• **DOCUMENT EXTRACT**
-*-*-

City Council chooses CAO from Peterborough, Ontario as new City Manager for Red Deer


From the City of Red Deer

New City Manager appointed

Red Deer Mayor and City Council are pleased to announce the appointment of a new City Manager, Allan Seabrooke, starting May 13.   Seabrooke most recently held roles as the Chief Administrative Officer and Commissioner of Community Services with the City of Peterborough.

“I am honoured and excited to be selected as the new City Manager and to be part of the Red Deer team,” said Seabrooke. “My wife Teresa and I look forward to making Red Deer our home and working with Council, City staff and the community.”

Seabrooke has 30 plus years of experience in both the private and public sectors with education in parks and recreation administration, urban planning, government administration, and horticulture and parks management.

“Allan comes to us with an extensive private and public sector background with specific experience in the municipal sector,” said Mayor Tara Veer. “He has proven to be a strong leader who builds solid relationships with staff and the community. His immediate priorities will be to familiarize himself with the organization and community, and to meet with the corporate leadership team to implement Council’s strategic direction.”

The appointment of Seabrooke is the result of an extensive nation-wide search. The final selection of the City Manager was made unanimously by City Council.

“We received strong interest and numerous applications in our search for a leader who meets our corporate values of respect, integrity, service and excellence,” said Mayor Veer. “Council welcomes Allan to Red Deer as our next City Manager.”

Tara Lodewyk, Director of Planning Services will serve as interim City Manager until May 13 when Seabrooke becomes City Manager.


Backgrounder on Allan Seabrooke

1. What is Allan Seabrooke’s background?


  •   2015-Present, City of Peterborough

     Commissioner, Community Services Chief Administrative Officer

  •   2013-2015, City of Waterloo
     Commissioner, Community Services
  •   2010-2013, Ontonabee Region Conservation Authority Chief Administrative Officer
  •   2006-2008, City of Markham

o Interim Commissioner, Community and Fire Services and Director,

Strategic Services
 1994-2006, Private Family Enterprise, Peterborough

o Partner and Chief Operating Officer

 1982-1994, Town of Aurora, Mississauga

o Senior Municipal Positions


  •   M.Sc. (Administration – Parks and Recreation), Trent University
  •   B.Sc. (Urban Planning), Trent University
  •   Diploma in Municipal Government Administration, St. Lawrence College
  •   Diploma of Horticulture and Parks Management, University of Guelph


2. What are Allan Seabrooke’s responsibilities in Peterborough?

As the Chief Administrative Officer and Commissioner, Community Services, Allan Seabrooke held responsibility for overall corporate management, strategic leadership and coordination of three major departments of infrastructure and planning services, corporate and legislative services, and community services. This includes responsibility for a diverse workforce, financial management, major restructuring of the organization and Strategic Plan development.

Following three years as Chief Administrative Officer, Seabrooke has been in the role of Commissioner, Community Services for the past year. Seabrooke made the decision to move from the CAO to the Commissioner role as a result of a restructuring he was implementing amid several immediate retirements from Peterborough’s Corporate Management Team, including in community services. Seabrooke recommended a colleague to become CAO while he moved to the community services portfolio, which enabled him to manage several high profile major projects.


3. What was the search and selection process for the City Manager?

-*-*-

• **MATERIAL SHOWN**
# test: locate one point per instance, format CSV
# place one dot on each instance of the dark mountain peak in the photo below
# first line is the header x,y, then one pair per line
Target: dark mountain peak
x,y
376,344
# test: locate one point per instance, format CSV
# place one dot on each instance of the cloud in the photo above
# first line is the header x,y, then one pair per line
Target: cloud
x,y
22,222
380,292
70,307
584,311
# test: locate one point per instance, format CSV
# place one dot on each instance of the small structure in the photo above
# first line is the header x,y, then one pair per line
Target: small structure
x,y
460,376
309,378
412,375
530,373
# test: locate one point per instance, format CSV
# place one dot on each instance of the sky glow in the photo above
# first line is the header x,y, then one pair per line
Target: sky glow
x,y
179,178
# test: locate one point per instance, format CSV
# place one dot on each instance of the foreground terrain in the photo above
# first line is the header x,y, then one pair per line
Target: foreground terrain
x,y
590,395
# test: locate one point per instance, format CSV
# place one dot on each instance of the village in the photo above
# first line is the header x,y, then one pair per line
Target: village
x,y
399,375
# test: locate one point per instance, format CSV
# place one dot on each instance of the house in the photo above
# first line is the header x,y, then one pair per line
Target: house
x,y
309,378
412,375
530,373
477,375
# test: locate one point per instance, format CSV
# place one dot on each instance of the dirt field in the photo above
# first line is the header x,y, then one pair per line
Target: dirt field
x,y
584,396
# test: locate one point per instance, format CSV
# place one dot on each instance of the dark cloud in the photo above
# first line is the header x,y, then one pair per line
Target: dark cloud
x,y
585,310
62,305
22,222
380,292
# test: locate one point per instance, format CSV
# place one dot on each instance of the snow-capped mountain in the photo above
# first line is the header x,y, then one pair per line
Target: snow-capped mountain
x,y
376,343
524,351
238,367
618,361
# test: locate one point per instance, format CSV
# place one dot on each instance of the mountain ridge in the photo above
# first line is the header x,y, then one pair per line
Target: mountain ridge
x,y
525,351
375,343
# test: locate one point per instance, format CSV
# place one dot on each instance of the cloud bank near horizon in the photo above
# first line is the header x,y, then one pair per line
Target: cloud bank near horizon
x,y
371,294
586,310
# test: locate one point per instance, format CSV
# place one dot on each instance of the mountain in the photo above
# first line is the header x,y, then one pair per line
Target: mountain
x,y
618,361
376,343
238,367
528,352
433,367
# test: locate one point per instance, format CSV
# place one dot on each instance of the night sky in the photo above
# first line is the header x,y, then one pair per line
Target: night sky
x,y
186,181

-*-*-

In the Red Deer City Manager announcement, who serves as interim City Manager until Seabrooke starts?

• **THE COMPLETED TASK**
Tara Lodewyk, Director of Planning Services, serves as interim City Manager until May 13.